» Data extract:
------------------------

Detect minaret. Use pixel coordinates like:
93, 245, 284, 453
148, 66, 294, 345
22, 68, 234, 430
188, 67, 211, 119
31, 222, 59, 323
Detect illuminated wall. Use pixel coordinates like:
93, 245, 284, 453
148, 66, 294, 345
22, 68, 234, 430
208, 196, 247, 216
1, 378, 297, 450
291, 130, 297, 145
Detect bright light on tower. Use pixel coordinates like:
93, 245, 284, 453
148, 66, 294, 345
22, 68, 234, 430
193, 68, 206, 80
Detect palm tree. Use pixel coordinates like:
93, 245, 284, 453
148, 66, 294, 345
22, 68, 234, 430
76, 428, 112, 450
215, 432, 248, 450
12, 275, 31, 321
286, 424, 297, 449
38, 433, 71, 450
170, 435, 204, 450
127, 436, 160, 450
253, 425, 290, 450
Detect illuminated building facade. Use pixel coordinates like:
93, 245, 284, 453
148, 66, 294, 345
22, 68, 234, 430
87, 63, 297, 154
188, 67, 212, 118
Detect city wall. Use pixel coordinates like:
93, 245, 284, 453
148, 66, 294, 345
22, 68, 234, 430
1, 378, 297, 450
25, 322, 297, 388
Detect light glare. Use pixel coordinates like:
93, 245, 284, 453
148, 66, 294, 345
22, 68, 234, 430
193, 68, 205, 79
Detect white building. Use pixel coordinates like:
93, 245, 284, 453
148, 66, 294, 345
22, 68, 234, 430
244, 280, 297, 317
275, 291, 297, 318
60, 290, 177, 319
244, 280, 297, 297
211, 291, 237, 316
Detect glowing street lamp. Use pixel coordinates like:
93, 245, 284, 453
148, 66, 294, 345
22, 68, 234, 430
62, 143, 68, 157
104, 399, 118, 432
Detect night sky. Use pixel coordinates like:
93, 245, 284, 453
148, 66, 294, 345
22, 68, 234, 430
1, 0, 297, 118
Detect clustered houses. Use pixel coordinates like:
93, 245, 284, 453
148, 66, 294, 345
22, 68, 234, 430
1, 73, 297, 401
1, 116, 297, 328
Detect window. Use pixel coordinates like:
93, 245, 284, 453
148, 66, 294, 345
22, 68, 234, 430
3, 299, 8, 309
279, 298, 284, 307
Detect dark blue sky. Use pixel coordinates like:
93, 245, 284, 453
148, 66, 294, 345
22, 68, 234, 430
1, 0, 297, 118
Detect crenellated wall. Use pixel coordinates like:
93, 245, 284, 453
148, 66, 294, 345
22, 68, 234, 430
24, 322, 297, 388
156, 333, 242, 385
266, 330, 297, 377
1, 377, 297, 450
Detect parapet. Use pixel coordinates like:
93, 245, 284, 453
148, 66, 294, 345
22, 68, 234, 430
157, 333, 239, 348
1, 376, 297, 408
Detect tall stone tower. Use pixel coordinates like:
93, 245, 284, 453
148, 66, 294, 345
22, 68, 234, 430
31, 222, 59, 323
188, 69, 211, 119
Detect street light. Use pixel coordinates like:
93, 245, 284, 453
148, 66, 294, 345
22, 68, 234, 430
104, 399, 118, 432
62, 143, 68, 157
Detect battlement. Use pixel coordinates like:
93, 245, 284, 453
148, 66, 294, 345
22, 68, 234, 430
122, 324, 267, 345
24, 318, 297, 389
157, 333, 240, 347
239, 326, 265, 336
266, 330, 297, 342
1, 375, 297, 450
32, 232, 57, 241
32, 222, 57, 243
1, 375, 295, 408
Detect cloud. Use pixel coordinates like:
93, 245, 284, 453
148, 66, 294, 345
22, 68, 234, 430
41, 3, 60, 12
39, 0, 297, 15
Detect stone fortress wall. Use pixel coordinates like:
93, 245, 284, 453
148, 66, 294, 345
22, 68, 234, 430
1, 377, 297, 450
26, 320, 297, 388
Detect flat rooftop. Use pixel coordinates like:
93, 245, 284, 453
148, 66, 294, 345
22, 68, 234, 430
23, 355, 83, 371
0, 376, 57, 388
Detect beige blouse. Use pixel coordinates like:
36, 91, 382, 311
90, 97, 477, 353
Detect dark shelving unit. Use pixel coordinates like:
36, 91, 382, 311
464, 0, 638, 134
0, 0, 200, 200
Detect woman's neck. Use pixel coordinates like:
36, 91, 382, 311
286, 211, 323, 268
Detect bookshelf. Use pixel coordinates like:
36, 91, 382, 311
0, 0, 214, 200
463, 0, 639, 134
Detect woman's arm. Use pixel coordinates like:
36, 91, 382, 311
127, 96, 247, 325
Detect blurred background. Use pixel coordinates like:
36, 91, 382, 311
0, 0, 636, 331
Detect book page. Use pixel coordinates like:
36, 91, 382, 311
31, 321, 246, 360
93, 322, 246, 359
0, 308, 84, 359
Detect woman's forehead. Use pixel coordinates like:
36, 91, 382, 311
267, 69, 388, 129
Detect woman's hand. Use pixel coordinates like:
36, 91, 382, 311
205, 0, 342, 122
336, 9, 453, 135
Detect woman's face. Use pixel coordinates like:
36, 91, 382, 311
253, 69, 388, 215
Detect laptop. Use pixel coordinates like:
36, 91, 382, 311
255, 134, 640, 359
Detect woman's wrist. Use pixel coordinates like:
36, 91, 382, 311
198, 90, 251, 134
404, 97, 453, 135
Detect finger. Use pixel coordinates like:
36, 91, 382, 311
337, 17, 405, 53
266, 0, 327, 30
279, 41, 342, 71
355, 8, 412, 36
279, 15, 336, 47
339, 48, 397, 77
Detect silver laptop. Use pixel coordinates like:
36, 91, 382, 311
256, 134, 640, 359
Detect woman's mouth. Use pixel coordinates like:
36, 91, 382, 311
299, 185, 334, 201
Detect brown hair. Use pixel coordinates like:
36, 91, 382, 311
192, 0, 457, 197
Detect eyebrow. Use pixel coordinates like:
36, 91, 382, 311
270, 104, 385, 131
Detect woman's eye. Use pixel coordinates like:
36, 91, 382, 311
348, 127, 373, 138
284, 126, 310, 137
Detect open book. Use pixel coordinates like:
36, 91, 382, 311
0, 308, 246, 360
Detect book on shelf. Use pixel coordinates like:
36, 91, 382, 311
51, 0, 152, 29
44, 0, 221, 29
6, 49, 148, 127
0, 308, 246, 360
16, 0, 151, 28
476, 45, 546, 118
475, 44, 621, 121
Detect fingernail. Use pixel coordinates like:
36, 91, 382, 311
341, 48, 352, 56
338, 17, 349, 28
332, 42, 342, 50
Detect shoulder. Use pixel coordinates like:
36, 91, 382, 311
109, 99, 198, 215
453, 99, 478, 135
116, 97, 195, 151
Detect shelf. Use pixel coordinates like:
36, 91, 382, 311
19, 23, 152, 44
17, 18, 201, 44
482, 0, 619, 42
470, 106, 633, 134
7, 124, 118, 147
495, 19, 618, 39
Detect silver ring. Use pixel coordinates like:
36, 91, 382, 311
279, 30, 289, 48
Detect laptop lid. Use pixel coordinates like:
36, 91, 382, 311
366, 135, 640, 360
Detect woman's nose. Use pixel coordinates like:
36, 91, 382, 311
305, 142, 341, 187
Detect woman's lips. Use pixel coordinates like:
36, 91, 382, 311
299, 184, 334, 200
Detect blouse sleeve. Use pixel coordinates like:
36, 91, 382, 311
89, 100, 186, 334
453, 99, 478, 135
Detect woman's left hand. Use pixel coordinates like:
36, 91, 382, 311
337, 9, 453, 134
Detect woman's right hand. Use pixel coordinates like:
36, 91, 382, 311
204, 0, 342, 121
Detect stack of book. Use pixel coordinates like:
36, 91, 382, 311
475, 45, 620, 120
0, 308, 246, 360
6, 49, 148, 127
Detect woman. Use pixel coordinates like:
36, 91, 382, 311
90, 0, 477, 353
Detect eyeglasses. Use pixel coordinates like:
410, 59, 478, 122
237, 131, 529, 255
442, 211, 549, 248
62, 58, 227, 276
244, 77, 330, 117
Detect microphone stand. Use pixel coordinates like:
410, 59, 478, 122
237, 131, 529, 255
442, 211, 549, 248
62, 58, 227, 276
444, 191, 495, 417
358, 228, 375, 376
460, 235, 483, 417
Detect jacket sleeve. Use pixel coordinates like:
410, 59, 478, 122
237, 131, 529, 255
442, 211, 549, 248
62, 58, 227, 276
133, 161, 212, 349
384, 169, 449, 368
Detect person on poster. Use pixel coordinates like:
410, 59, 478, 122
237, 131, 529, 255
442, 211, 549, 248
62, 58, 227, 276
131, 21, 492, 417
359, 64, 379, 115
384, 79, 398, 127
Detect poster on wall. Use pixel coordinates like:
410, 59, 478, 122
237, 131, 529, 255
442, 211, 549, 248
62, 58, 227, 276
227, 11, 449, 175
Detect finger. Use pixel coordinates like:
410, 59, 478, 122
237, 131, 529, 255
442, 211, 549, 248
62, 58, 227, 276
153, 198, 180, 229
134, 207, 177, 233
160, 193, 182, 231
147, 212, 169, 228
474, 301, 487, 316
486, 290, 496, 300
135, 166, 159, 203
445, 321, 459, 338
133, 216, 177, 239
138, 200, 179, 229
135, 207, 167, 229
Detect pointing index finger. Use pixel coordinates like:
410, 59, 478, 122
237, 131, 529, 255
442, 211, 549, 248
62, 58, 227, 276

------------------------

» Task directions: Considering only the data above, return the lines in which "sleeve" occurs.

» Response to the task:
Detect blouse sleeve. Use pixel coordinates like:
Detect jacket sleeve. Use pixel coordinates like:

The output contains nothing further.